▸ **Directive 1**:
According to the summary of the generative adversarial nets paper, what value of k do the authors use, and why?
▸ **Directive 2**:
Name every symbol in the summary of the generative adversarial nets paper that is written in math notation between dollar signs.

— begin Document extract —

Ankan's Computer Vision Blog: 2016

Friday, December 9, 2016

A short summary of the paper - Generative adversarial nets

This is a short summary of [1] which I wrote for a lecture of the Deep Learning course I am taking this semester.

This paper [1] proposes a method for estimating generative models using an adversarial process. The authors train two networks simultaneously: a generative model, $G$, and a discriminative model, $D$. The generative model learns the data distribution and the discriminative model estimates whether the probability that a sample came from the data rather than $G$. The two networks are trained using a two-player minimax game. The discriminative network, $D$, is trained to maximise the probability of correctly classifying samples from both training data and data generated by $G$. Simultaneously, $G$ is trained to maximise the probability of $D$ making a mistake, i.e., in a way that the data generated by G is indistinguishable from the training data. The authors train these two networks iteratively, alternating between $k$ steps of optimising $D$ and one step of optimising $G$.

The authors also present theoretical guarantees on the convergence of the algorithm to the optimal value (in the sense of global minimum of their objective function). However, the guarantees are not applicable to the case presented in the paper because they make some assumptions which are infeasible to implement using neural networks. However, the paper argues that since deep neural networks perform very well in several domains, they are reasonable models to use here.

In this paper, the authors use $k = 1$ to minimize the training cost. I think that it would be interesting to try higher values of $k$. This would bring the framework closer to one of the conditions of their guarantees; the condition that $D$ is allowed to reach its optimum given $G$. The authors don't mention whether they tried this. This could lead to better convergence even though it will be more expensive to train.

A disadvantage of this approach is that $D$ should be well synchronised with $G$, i.e., $G$ cannot be trained too much without updating $D$. Though, adversarial nets offer several advantages over traditional generative models. This paper is an important step towards unsupervised learning and has already inspired some work in that direction [2].

— end Document extract —
— begin Data section —

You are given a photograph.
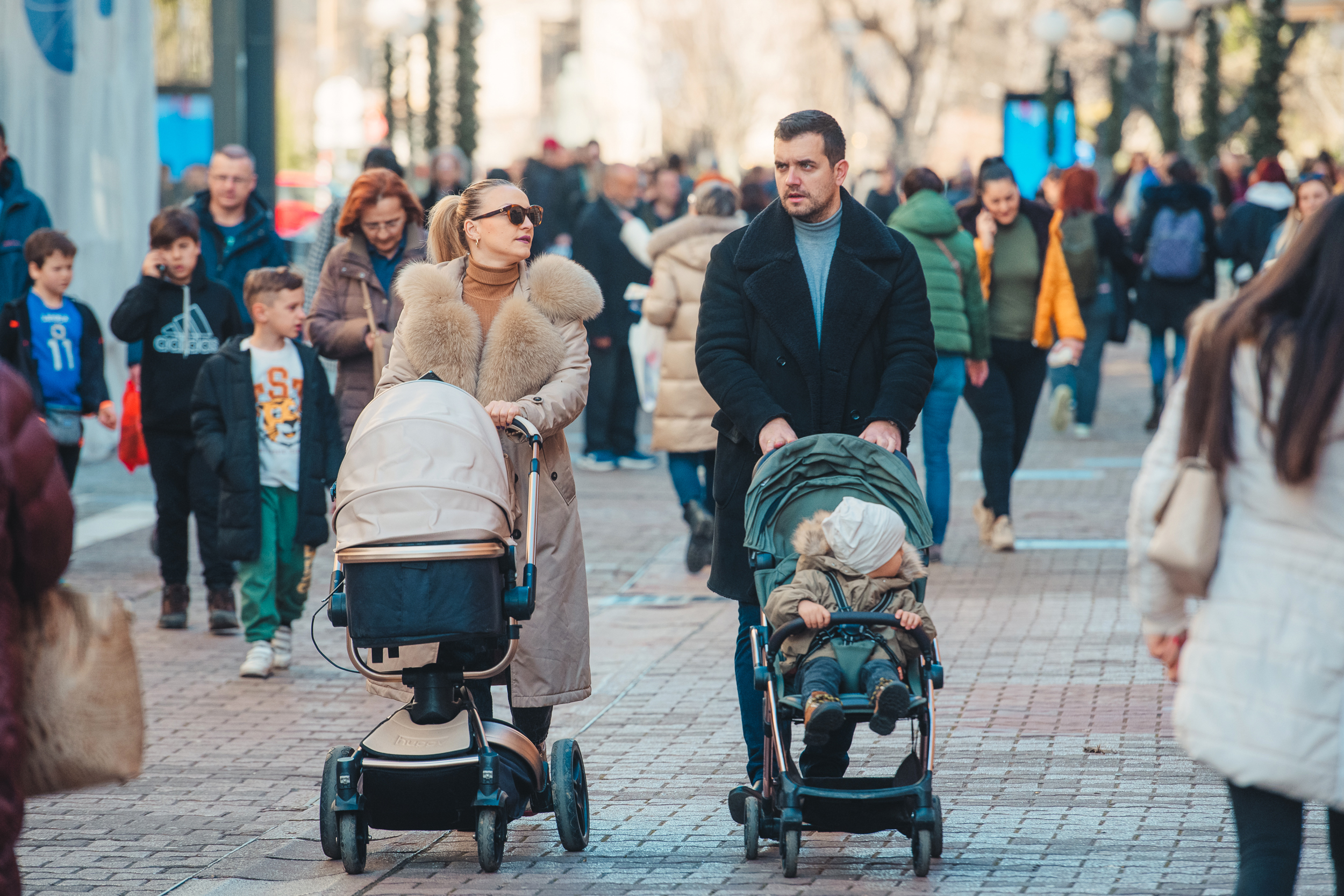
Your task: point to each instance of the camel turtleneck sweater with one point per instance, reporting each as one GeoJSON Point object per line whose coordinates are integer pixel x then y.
{"type": "Point", "coordinates": [484, 289]}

— end Data section —

▸ **Reply 1**:
They use k = 1 to minimize the training cost.

▸ **Reply 2**:
- G
- D
- k